Exactly what I did. The error was about 10%.

I will post some more.


----------



## Plamen (Feb 3, 2013)

privatebydesign said:


> Why not just try and tell me which of the four images I posted many pages ago are shot with which lens, surely that should be easy seeing as how the 135 has a _"unique look"_? And that is my point, yet again,* it is not about comparisons*, it is about *the FACT that nobody can RELIABLY tell what image was shot with which lens*, nobody who alludes to this "unique look" can reliably identify it, if you can't reliably identify it it isn't _"unique"_.



I answered that already, several times. It is not hard to use a lens with a unique look in a way that nobody can tell the difference with a f/4 zoom. It has unique look when you use it in a unique way.

I have comparisons of the 24-105 with the 50L, the 85LII, the 35L. You would not be able to tell a difference, and even under 100% it will be hard to say which is which. I can post them if you insist. So what now, since nobody can tell the difference in _those _shots, those three primes are useless?


----------



## Plamen (Feb 3, 2013)

*More comparisons*

More comparisons here.


----------



## RLPhoto (Feb 3, 2013)

Plamen said:


> privatebydesign said:
> 
> 
> > Why not just try and tell me which of the four images I posted many pages ago are shot with which lens, surely that should be easy seeing as how the 135 has a _"unique look"_? And that is my point, yet again,* it is not about comparisons*, it is about *the FACT that nobody can RELIABLY tell what image was shot with which lens*, nobody who alludes to this "unique look" can reliably identify it, if you can't reliably identify it it isn't _"unique"_.
> ...



Don't waste your time with PBD. You've showed your photos to prove your point and explained yourself. He has nothing to show to support his views. He's just too stubborn to realize whats plainly in front of him.


----------



## comsense (Feb 3, 2013)

privatebydesign said:


> Plamen said:
> 
> 
> > privatebydesign said:
> ...

# [INFORMATION GIVEN]
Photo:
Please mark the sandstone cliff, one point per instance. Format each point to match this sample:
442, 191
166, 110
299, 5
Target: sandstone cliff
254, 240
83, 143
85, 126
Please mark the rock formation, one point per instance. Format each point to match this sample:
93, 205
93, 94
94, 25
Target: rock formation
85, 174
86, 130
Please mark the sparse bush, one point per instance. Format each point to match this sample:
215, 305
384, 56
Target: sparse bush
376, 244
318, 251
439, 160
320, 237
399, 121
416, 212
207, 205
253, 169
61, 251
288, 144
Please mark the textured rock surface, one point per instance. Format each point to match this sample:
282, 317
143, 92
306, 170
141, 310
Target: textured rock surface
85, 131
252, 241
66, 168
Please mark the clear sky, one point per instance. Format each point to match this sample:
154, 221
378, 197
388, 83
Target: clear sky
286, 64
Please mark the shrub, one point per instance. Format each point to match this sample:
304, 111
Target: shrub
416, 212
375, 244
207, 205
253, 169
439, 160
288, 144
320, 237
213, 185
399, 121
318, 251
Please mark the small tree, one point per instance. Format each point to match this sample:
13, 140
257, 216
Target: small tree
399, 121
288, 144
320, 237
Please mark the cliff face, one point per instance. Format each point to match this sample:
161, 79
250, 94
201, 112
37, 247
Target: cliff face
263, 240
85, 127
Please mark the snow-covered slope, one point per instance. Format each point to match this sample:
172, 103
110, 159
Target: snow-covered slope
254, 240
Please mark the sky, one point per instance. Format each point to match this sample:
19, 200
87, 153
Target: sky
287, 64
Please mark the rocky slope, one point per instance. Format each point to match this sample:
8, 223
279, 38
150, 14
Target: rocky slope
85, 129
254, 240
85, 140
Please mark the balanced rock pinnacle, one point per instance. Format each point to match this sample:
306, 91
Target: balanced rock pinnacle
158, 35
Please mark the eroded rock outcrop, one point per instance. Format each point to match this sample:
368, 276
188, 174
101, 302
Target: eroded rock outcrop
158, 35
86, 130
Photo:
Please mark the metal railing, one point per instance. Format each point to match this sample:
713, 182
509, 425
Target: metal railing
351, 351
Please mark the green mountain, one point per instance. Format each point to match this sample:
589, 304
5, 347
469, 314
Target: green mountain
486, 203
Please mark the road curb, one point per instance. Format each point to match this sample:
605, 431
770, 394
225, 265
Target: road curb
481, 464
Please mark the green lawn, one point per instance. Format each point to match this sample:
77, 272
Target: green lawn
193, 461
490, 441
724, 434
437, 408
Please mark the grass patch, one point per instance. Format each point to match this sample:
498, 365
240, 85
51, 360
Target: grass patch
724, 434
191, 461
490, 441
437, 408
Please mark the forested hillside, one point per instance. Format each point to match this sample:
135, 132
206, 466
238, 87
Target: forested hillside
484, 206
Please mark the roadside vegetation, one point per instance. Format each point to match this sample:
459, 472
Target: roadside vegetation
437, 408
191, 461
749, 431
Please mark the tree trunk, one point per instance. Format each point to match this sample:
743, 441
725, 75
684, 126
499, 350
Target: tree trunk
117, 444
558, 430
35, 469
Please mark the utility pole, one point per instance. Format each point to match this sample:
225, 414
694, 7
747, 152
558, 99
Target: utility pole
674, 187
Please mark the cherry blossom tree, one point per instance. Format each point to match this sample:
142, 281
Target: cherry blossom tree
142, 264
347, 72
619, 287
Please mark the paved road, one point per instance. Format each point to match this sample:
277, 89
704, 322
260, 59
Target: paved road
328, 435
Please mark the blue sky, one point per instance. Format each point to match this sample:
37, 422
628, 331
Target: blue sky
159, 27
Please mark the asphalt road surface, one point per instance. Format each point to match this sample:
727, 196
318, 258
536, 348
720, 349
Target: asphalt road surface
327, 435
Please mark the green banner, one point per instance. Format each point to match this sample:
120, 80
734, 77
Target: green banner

# [EXERCISE INSTRUCTIONS]
1/ Please write out the part of the lens thread between "I answered that" and "a unique way.", inclusive, word for word.
2/ Decide whether each statement agrees with the lens thread. Answer yes or no, and quote the words that decide it. (a) Plamen says he has comparisons of the 24-105 with the 85LII. (b) RLPhoto says PBD has shown photos that support his views. (c) Plamen says a lens has a unique look when it is used in a unique way.

# [SOLUTIONS]
1/
I answered that already, several times. It is not hard to use a lens with a unique look in a way that nobody can tell the difference with a f/4 zoom. It has unique look when you use it in a unique way.

2/
(a) Yes: "I have comparisons of the 24-105 with the 50L, the 85LII, the 35L."
(b) No: "He has nothing to show to support his views."
(c) Yes: "It has unique look when you use it in a unique way."